Haranga Resources has put some proper numbers behind the revival story at its Lincoln Gold Project in California, with the first Lincoln-Comet diamond drilling program in more than 12 years returning a string of bonanza-grade gold hits and, just as importantly, feeding into a maiden JORC-compliant resource expected in mid-May.
The headline assays are not the sort that need much gilding. The better intersections include 4.8m at 25.40g/t gold from 36.4m in DDH0278, including 2.4m at 48.84g/t; 2.4m at 38.01g/t from 26.3m in DDH0274; 9.2m at 9.58g/t from 1m in DDH0279, including 0.6m at 69.1g/t; and 4.5m at 18.74g/t from surface in DDH0285. There were plenty more where those came from, including 2.5m at 29.94g/t from surface in DDH0286 and 5.9m at 13.13g/t from 37.3m in DDH0267.
For investors, the key point is not just that Lincoln is high grade. That was already the historical selling point. The issue is whether Haranga can drag a legacy Canadian NI 43-101 estimate into the ASX world of JORC compliance, while demonstrating there is still enough geological plumbing beneath the old workings to support a bigger story.
Lincoln-Comet and Medean currently carry a foreign, non-JORC estimate of 958,910 tonnes at 9.29g/t gold for about 286,000 ounces, using a 4.2g/t cut-off. Haranga’s completed 3,250m HQ diamond program was designed to provide the drilling density, lode geometry and validation data needed for a maiden JORC Mineral Resource Estimate. The company says only four holes from XC8 remained outstanding, with those assays expected this week, and the resource targeted for mid-May.

*Given records*.
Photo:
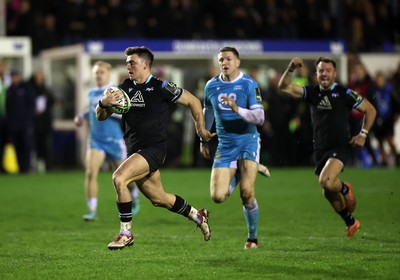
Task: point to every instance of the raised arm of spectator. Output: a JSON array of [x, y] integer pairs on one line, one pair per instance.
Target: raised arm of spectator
[[285, 83]]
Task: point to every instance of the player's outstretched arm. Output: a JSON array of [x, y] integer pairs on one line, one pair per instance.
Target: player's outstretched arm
[[109, 99], [285, 83], [370, 113], [191, 101]]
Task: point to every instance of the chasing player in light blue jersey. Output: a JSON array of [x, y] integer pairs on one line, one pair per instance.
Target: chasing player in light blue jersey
[[105, 141], [234, 100]]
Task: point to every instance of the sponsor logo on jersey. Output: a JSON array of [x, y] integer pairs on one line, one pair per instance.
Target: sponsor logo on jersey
[[137, 100], [258, 94], [325, 104], [358, 98], [173, 88]]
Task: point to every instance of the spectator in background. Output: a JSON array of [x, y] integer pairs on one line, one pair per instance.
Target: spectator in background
[[20, 107], [386, 101], [360, 81], [43, 120], [105, 142], [279, 112]]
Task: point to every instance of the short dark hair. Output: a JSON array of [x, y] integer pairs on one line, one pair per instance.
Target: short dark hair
[[230, 49], [142, 52], [326, 60]]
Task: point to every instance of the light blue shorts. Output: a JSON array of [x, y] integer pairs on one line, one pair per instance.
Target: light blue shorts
[[229, 152], [114, 150]]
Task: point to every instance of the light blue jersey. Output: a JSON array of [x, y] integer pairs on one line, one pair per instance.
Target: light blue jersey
[[237, 138], [105, 136]]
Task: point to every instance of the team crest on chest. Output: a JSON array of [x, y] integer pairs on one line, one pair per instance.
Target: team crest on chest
[[137, 100], [325, 104]]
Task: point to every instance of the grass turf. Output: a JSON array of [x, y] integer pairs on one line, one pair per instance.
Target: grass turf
[[42, 235]]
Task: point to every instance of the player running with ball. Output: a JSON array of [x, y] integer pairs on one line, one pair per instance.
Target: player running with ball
[[144, 128], [331, 105]]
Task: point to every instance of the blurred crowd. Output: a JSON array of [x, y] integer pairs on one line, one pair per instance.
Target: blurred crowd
[[25, 121], [365, 25], [287, 134]]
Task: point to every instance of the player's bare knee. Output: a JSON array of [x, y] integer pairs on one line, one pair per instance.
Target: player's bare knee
[[156, 202], [218, 198], [118, 181], [325, 182]]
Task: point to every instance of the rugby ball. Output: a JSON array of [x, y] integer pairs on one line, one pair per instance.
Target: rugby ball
[[124, 103]]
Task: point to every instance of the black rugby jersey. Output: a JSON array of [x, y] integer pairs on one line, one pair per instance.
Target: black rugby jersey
[[144, 125], [330, 111]]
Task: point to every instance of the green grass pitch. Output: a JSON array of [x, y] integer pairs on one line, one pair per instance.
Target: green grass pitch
[[42, 235]]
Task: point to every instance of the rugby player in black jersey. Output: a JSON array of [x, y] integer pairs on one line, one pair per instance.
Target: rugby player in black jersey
[[144, 128], [331, 105]]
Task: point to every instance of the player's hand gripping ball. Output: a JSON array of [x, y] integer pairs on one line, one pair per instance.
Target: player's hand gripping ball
[[124, 103]]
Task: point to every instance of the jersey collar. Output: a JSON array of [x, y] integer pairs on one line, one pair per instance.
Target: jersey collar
[[332, 87], [148, 79], [105, 87], [238, 77]]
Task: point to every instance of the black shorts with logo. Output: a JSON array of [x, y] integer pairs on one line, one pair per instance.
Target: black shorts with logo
[[321, 157], [155, 156]]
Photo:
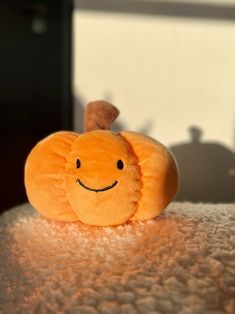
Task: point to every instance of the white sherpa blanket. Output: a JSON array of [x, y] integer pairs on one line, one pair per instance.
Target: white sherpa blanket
[[181, 262]]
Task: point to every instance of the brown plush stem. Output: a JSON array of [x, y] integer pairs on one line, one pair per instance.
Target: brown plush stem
[[99, 115]]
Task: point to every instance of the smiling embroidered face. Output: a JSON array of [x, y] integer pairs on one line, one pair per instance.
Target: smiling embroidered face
[[120, 166], [102, 172]]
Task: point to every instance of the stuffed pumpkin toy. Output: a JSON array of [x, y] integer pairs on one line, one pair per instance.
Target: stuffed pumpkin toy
[[100, 177]]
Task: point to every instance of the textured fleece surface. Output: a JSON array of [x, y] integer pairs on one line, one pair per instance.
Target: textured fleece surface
[[181, 262]]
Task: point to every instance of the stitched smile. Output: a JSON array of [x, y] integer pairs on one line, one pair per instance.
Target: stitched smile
[[97, 190]]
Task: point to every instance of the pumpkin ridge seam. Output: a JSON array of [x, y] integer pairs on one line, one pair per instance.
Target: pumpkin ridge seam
[[65, 165], [139, 170]]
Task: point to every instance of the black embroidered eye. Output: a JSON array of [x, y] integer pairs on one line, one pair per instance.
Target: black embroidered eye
[[120, 164], [78, 163]]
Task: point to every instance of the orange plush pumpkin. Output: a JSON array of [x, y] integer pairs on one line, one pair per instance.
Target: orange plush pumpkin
[[100, 177]]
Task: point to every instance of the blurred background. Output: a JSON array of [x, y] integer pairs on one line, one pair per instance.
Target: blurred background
[[167, 65]]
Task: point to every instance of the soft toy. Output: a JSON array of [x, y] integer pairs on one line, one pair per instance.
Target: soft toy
[[101, 178]]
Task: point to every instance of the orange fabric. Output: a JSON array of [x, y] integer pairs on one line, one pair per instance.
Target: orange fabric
[[101, 178]]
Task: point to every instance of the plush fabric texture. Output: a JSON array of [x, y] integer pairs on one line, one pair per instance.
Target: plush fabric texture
[[183, 262], [73, 177]]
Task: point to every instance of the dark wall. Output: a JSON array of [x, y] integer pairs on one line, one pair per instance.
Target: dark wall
[[35, 83]]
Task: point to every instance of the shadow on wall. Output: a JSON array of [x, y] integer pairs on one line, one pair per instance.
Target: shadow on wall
[[207, 170]]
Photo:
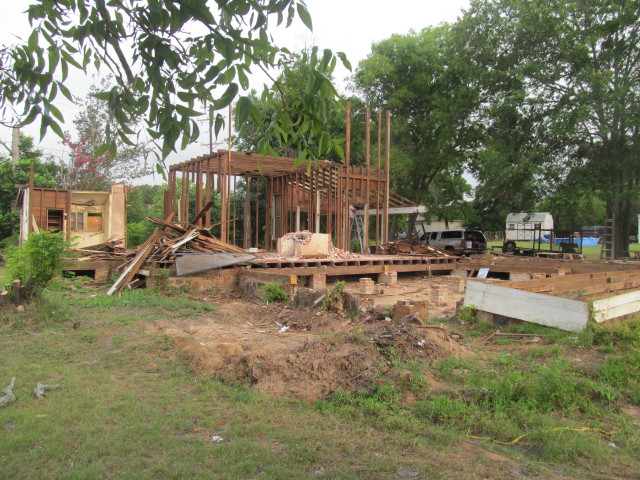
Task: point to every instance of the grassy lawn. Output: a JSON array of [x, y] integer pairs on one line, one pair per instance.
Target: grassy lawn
[[590, 253], [130, 408]]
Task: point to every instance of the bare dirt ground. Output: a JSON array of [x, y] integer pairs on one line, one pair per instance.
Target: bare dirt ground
[[301, 353]]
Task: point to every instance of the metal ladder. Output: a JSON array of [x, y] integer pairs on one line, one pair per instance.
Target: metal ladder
[[606, 251], [356, 230]]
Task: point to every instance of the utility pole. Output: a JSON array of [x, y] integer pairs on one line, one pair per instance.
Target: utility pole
[[15, 146]]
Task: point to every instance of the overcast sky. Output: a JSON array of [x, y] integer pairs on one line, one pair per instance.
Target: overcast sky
[[350, 26]]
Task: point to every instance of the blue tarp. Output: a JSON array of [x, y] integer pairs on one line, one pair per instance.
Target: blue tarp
[[586, 242]]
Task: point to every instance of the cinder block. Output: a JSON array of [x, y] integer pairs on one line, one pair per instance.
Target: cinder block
[[367, 286], [318, 281], [388, 278], [439, 294], [519, 277]]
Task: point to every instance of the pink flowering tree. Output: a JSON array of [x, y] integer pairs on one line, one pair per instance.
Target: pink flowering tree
[[86, 171]]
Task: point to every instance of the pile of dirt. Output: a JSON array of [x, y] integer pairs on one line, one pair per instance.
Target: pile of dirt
[[294, 361]]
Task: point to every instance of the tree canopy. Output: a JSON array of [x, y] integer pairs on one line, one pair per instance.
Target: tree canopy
[[418, 78], [88, 170], [167, 58], [573, 69]]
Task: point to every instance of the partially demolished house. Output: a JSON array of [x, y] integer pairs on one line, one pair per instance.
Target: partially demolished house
[[324, 197], [88, 217]]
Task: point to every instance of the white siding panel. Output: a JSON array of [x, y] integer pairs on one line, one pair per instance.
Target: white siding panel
[[563, 313], [616, 306]]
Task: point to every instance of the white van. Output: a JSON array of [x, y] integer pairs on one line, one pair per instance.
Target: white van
[[464, 241]]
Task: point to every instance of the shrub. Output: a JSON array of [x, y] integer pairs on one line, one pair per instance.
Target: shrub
[[38, 260], [274, 293]]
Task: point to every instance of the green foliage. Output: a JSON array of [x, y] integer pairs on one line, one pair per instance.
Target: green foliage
[[333, 300], [441, 409], [556, 80], [46, 174], [274, 293], [144, 298], [166, 73], [275, 123], [91, 168], [39, 259], [418, 78]]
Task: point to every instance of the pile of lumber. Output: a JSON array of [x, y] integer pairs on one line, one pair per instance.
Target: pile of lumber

*Work to complete*.
- a) List every drill hole identifier named in the Lincoln Gold Project text.
- b) Print the stretch of the Lincoln Gold Project text from "For investors, the" through "targeted for mid-May.".

*Exercise answers*.
- a) DDH0278, DDH0274, DDH0279, DDH0285, DDH0286, DDH0267

- b)
For investors, the key point is not just that Lincoln is high grade. That was already the historical selling point. The issue is whether Haranga can drag a legacy Canadian NI 43-101 estimate into the ASX world of JORC compliance, while demonstrating there is still enough geological plumbing beneath the old workings to support a bigger story.
Lincoln-Comet and Medean currently carry a foreign, non-JORC estimate of 958,910 tonnes at 9.29g/t gold for about 286,000 ounces, using a 4.2g/t cut-off. Haranga’s completed 3,250m HQ diamond program was designed to provide the drilling density, lode geometry and validation data needed for a maiden JORC Mineral Resource Estimate. The company says only four holes from XC8 remained outstanding, with those assays expected this week, and the resource targeted for mid-May.